What you should do:
Render the listing as a Markdown table with the columns Row and Line, one numbered row per line, from its first line through the line that contains "226L560 207L544 202L531". Skip blank lines and leave the pictures out.

Segmentation data
----

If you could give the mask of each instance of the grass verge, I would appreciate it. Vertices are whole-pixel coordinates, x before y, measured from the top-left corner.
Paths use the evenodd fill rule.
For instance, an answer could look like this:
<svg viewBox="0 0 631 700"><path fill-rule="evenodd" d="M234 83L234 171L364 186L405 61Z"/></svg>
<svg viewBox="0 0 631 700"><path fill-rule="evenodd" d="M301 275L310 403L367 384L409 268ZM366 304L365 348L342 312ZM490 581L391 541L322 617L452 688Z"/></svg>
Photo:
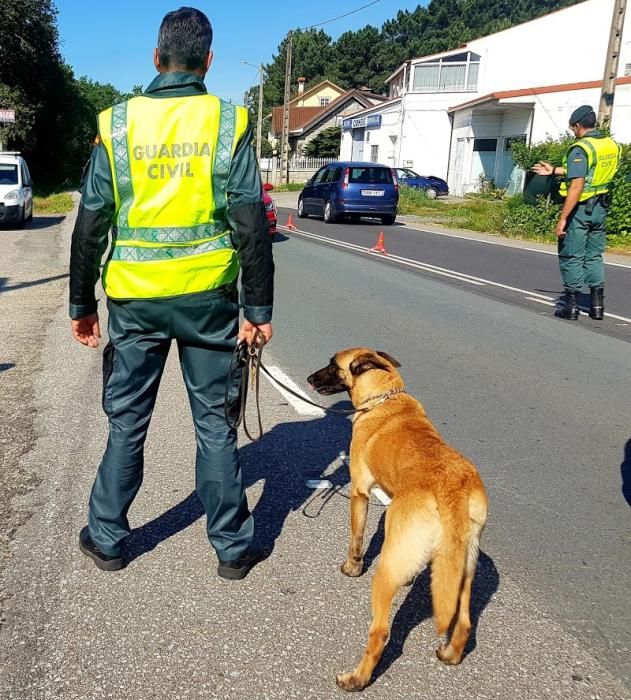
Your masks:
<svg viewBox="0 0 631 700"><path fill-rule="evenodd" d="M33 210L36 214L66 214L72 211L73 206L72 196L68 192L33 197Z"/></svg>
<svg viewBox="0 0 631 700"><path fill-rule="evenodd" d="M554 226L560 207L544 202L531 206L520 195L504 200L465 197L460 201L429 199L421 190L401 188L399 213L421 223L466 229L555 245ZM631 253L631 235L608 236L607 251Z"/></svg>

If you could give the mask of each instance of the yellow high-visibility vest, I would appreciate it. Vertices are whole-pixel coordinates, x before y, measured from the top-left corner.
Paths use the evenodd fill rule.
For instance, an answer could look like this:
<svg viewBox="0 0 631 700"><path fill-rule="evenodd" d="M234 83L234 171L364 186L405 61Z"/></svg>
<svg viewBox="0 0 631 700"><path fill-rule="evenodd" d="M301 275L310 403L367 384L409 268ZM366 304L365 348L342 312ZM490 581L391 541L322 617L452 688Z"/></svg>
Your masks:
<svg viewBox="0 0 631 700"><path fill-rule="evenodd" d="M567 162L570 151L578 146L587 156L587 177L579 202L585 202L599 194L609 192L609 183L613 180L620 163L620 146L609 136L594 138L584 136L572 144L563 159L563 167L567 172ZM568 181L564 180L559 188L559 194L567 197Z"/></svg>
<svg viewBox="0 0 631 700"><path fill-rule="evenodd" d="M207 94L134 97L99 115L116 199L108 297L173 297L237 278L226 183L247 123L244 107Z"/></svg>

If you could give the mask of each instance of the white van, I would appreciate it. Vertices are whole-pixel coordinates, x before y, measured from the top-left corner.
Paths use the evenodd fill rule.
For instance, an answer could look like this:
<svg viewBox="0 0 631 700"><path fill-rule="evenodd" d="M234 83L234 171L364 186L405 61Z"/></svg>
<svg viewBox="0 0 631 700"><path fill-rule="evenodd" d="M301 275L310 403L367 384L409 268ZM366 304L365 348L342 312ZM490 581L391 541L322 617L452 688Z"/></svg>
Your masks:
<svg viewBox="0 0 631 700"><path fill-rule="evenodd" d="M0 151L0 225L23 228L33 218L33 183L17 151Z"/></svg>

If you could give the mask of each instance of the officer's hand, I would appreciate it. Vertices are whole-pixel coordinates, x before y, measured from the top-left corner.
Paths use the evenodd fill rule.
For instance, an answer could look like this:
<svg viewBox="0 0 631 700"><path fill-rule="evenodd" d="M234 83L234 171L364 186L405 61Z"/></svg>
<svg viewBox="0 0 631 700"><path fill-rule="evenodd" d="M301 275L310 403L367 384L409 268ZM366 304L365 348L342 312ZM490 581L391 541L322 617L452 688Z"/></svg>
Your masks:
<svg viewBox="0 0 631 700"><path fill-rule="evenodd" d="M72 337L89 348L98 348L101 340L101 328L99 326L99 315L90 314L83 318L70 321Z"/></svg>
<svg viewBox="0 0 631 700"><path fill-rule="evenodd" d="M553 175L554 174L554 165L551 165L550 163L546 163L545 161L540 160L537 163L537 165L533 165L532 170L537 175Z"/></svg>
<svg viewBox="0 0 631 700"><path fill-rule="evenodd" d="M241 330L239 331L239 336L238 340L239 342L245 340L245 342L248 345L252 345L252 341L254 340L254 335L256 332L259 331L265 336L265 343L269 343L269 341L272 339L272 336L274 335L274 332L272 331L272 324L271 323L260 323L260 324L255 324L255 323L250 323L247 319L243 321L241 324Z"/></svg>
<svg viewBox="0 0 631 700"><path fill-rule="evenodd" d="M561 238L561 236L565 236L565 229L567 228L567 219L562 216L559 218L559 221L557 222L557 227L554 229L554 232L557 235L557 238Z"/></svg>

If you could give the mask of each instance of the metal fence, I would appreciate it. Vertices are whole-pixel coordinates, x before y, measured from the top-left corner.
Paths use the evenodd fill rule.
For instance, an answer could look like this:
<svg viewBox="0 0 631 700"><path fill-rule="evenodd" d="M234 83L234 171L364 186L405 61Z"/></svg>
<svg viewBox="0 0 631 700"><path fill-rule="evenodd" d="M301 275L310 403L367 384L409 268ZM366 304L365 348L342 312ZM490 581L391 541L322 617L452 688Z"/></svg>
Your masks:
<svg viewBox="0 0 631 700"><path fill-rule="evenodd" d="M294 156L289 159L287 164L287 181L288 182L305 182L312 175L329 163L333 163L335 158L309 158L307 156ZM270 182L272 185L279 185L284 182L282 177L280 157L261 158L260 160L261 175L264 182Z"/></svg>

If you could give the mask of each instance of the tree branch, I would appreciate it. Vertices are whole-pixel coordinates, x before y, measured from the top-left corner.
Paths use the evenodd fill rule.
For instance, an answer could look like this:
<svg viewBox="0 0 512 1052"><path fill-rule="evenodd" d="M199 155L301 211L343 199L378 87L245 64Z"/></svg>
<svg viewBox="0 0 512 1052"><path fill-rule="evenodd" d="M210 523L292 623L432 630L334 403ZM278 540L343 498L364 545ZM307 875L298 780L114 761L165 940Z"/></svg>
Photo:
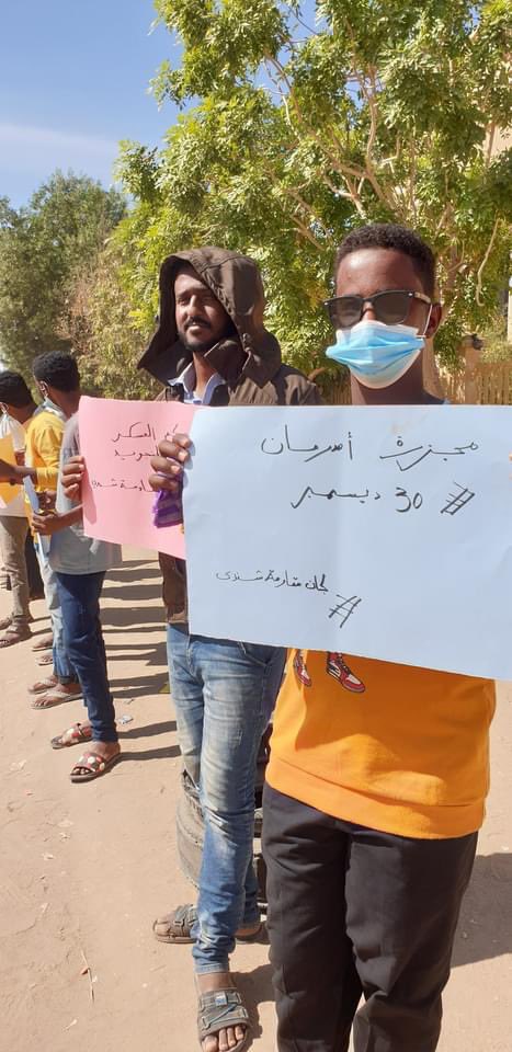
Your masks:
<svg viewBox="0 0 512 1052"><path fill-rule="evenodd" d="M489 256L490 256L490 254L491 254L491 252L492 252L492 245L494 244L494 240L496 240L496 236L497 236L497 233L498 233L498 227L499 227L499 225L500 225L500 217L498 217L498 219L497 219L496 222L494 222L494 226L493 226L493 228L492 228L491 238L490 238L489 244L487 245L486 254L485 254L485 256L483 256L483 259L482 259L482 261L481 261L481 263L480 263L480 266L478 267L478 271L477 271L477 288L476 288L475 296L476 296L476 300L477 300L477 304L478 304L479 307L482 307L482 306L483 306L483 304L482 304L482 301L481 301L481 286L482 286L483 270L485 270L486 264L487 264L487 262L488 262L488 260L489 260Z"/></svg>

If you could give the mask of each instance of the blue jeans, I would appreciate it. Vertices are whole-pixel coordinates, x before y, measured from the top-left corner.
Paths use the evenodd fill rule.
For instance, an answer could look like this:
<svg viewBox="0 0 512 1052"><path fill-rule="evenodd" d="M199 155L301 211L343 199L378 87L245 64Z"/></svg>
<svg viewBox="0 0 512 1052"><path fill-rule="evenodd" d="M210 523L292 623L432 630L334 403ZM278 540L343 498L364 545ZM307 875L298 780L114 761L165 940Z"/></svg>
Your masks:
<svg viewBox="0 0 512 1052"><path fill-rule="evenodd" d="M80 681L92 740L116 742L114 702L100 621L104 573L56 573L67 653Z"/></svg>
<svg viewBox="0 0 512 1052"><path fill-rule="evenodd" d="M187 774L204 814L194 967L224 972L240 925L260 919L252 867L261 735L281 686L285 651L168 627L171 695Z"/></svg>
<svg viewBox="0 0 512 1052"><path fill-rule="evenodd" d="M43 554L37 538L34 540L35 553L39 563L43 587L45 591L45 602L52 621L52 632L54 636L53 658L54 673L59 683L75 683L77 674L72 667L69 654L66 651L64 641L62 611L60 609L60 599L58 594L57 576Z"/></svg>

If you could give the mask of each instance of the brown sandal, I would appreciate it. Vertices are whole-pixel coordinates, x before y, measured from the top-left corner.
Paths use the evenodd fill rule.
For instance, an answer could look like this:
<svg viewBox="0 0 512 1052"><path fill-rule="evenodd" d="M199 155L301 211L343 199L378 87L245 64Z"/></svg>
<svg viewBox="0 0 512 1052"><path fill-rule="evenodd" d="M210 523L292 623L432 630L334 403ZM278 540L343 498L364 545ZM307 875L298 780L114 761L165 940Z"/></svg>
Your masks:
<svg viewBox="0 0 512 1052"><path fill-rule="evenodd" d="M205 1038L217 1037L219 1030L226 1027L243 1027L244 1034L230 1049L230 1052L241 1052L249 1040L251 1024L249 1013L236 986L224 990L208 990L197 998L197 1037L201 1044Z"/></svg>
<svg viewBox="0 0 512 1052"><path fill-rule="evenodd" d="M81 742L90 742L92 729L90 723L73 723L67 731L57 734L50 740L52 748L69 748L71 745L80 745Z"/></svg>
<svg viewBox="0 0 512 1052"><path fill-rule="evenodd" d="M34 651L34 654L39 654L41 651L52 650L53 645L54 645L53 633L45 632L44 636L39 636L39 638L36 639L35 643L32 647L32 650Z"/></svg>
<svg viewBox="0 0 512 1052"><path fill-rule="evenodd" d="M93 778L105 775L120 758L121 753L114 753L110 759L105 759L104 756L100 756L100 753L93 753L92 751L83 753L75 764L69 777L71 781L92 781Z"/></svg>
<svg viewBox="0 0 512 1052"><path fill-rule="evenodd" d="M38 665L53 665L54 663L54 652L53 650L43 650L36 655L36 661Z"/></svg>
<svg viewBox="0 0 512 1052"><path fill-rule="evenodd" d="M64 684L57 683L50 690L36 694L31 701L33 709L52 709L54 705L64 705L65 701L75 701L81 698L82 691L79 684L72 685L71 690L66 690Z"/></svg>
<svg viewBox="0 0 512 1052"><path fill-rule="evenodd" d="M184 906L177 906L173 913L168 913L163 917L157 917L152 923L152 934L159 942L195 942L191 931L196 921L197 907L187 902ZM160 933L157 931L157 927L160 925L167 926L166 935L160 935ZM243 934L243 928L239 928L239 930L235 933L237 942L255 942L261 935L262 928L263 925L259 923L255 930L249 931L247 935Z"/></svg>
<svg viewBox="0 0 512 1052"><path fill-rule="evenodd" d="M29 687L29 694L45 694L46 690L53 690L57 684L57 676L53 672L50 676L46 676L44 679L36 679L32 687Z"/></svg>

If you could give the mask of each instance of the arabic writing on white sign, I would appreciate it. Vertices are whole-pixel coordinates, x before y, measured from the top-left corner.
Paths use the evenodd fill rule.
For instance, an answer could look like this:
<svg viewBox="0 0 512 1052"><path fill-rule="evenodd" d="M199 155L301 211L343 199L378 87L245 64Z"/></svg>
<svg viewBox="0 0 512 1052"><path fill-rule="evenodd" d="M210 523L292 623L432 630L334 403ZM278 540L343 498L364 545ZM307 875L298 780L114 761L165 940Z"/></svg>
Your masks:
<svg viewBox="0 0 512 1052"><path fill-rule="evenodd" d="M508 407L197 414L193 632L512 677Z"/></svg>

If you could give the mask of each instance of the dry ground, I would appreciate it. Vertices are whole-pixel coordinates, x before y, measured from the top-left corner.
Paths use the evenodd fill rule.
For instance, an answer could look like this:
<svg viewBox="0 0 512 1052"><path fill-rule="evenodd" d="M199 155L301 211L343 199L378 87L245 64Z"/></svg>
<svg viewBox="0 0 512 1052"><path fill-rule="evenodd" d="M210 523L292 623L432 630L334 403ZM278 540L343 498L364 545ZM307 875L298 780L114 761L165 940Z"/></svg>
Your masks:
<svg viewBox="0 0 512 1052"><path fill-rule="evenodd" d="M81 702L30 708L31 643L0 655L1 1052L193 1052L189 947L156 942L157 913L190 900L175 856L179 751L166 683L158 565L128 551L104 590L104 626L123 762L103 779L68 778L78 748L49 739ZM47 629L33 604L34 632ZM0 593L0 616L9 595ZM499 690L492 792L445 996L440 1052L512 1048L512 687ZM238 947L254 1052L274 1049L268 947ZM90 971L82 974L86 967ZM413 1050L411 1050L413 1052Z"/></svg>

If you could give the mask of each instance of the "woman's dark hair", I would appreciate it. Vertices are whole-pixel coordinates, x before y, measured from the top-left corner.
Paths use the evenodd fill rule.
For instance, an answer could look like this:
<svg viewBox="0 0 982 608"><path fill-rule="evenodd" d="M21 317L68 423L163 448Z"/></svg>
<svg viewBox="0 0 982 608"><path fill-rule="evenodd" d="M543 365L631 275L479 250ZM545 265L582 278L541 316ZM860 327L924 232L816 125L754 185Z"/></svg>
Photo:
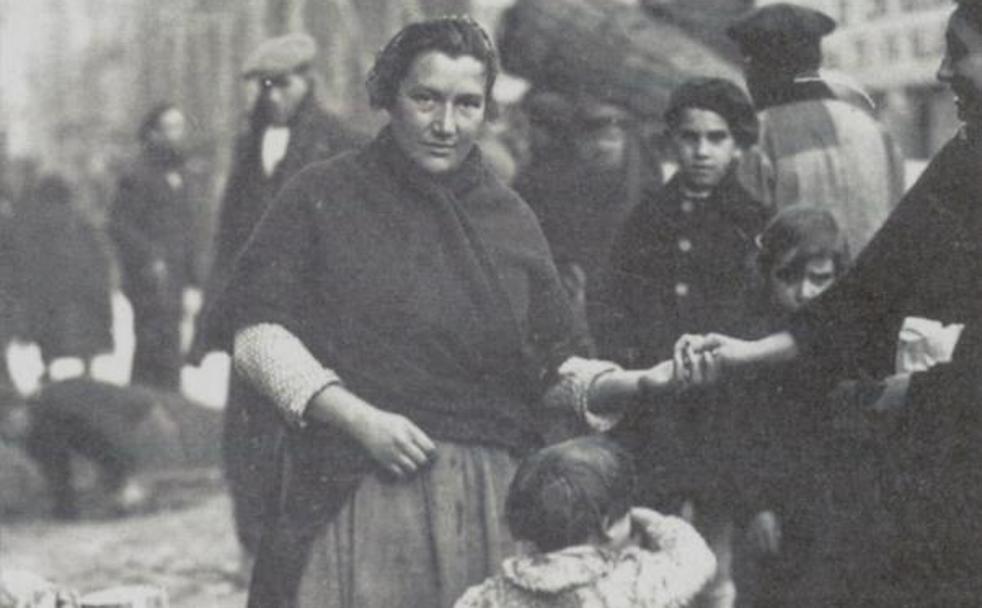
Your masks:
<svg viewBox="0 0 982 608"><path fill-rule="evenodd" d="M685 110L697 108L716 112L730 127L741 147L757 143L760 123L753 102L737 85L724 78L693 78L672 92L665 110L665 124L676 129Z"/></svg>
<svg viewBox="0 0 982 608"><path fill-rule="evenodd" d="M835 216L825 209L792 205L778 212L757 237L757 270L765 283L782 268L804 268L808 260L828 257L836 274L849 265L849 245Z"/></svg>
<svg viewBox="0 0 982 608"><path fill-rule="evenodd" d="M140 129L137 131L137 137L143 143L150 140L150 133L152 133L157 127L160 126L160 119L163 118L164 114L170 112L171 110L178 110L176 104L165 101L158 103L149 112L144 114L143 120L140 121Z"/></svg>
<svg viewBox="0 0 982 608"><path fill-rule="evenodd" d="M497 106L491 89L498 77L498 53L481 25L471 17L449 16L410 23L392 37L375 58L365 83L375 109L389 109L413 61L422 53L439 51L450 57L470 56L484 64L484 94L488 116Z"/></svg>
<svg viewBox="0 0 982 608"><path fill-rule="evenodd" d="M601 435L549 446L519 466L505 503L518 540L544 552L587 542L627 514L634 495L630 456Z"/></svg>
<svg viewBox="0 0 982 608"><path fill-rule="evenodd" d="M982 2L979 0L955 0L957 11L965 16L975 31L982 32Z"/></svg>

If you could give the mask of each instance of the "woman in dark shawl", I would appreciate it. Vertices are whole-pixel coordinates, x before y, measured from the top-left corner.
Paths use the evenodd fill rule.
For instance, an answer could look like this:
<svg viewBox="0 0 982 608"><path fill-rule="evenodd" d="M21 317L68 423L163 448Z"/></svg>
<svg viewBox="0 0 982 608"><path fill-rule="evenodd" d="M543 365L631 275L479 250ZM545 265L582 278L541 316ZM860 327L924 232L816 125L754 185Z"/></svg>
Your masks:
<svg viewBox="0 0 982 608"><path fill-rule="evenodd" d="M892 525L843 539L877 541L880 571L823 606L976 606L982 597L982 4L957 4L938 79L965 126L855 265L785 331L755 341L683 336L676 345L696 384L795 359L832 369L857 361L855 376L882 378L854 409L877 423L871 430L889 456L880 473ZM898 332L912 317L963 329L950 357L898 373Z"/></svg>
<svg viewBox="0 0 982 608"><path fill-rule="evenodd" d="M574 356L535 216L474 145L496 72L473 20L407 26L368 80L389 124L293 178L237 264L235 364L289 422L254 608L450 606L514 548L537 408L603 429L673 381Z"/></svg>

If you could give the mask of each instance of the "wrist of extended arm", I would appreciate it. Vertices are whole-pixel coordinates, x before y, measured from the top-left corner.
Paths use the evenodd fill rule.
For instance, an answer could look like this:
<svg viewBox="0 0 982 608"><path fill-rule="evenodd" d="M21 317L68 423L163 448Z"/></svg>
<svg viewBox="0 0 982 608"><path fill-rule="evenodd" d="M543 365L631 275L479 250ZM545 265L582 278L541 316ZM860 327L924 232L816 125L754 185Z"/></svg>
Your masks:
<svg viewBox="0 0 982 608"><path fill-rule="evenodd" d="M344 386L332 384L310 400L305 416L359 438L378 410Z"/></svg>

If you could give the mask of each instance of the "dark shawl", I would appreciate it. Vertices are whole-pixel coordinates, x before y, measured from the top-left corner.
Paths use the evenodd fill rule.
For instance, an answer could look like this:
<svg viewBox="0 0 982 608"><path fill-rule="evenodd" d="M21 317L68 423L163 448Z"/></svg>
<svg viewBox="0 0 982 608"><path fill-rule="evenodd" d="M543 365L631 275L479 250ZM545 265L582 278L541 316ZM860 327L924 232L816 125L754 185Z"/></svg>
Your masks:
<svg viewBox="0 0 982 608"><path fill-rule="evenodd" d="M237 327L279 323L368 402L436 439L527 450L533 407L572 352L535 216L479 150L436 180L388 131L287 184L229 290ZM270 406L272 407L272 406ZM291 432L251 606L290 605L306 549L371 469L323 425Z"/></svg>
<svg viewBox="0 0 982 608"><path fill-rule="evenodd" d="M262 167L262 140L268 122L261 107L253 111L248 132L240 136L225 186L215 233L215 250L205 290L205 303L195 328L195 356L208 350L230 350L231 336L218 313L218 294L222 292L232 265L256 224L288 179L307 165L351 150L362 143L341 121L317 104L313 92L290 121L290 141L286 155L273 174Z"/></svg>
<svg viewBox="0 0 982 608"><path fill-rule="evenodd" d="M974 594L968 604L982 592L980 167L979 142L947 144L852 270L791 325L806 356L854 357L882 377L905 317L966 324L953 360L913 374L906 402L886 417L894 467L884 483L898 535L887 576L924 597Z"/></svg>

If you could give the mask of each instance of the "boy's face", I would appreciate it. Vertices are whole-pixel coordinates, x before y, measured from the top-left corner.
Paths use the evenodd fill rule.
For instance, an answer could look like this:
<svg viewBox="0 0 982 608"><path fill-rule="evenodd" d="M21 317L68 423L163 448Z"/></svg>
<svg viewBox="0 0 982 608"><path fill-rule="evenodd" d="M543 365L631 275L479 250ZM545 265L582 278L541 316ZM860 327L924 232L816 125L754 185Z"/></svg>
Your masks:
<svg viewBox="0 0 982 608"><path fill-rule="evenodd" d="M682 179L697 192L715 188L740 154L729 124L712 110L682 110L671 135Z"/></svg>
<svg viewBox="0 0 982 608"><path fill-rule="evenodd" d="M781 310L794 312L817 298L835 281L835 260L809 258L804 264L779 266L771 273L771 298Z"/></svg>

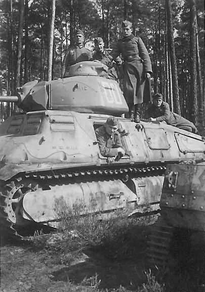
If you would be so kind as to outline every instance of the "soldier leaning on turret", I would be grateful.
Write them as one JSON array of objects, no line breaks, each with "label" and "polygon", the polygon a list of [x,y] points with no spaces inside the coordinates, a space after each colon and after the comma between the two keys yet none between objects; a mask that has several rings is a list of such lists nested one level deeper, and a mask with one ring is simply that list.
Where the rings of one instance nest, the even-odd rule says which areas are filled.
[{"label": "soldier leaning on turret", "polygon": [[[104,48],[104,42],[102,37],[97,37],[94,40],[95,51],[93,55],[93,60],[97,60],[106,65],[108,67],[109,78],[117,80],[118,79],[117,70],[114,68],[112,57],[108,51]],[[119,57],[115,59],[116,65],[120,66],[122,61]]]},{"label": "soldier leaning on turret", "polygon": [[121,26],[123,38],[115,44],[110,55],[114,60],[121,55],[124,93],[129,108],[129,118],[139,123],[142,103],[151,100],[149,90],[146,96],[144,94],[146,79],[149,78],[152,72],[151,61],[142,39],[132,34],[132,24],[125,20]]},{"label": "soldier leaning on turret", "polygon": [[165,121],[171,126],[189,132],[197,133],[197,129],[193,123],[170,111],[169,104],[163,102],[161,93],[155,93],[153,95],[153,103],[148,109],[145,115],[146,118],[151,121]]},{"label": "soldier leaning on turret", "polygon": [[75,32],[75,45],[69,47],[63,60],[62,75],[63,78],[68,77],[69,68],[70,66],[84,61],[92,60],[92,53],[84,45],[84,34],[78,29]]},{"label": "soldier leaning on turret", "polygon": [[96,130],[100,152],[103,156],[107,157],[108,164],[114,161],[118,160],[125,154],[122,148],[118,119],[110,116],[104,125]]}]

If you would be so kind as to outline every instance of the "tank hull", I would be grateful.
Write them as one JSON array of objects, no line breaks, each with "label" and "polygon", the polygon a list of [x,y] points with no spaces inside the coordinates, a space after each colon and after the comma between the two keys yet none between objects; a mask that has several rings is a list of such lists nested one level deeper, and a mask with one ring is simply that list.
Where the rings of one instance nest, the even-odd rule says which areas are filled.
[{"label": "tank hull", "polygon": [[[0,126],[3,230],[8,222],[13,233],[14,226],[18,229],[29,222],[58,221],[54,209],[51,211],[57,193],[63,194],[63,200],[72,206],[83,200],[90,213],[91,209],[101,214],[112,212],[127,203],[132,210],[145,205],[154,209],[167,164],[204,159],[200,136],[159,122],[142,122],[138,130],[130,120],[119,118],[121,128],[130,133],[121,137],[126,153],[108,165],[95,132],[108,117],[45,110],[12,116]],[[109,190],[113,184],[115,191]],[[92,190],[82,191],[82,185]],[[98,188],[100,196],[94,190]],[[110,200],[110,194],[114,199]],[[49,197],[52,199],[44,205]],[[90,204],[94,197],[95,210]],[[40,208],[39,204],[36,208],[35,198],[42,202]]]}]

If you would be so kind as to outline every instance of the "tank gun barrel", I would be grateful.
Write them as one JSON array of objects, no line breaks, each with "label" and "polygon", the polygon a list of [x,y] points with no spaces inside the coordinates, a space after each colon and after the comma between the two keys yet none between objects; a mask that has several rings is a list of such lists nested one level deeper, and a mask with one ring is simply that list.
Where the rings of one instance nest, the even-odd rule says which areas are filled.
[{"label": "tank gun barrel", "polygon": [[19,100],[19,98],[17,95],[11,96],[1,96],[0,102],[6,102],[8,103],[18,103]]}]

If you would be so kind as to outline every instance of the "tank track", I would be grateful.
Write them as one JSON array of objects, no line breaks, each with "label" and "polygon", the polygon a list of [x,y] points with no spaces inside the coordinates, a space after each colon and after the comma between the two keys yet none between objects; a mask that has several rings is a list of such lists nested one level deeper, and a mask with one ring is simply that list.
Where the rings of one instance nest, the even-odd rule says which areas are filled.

----

Task result:
| Row | Line |
|---|---|
| 1 | If you could give the mask of each instance of the grass verge, I would appreciate it. Vertices are whole-pixel coordinates, x before y, measured from the top-left corner. |
| 2 | Paths use the evenodd fill rule. |
| 3 | For instance, an answer could look like this: |
| 4 | <svg viewBox="0 0 631 700"><path fill-rule="evenodd" d="M234 83L234 171L364 186L405 61Z"/></svg> |
| 5 | <svg viewBox="0 0 631 700"><path fill-rule="evenodd" d="M301 275L310 403L367 384L409 268ZM366 304L365 348L342 312ZM490 581L391 541L322 617L452 688Z"/></svg> |
| 6 | Photo: |
| 7 | Your masks: |
| 8 | <svg viewBox="0 0 631 700"><path fill-rule="evenodd" d="M33 210L36 214L66 214L72 211L73 206L72 196L68 192L33 197Z"/></svg> |
| 9 | <svg viewBox="0 0 631 700"><path fill-rule="evenodd" d="M554 226L560 207L544 202L531 206L520 195L504 200L465 197L460 201L429 199L421 190L401 188L399 213L421 223L466 229L555 245ZM631 253L631 235L608 236L607 251Z"/></svg> |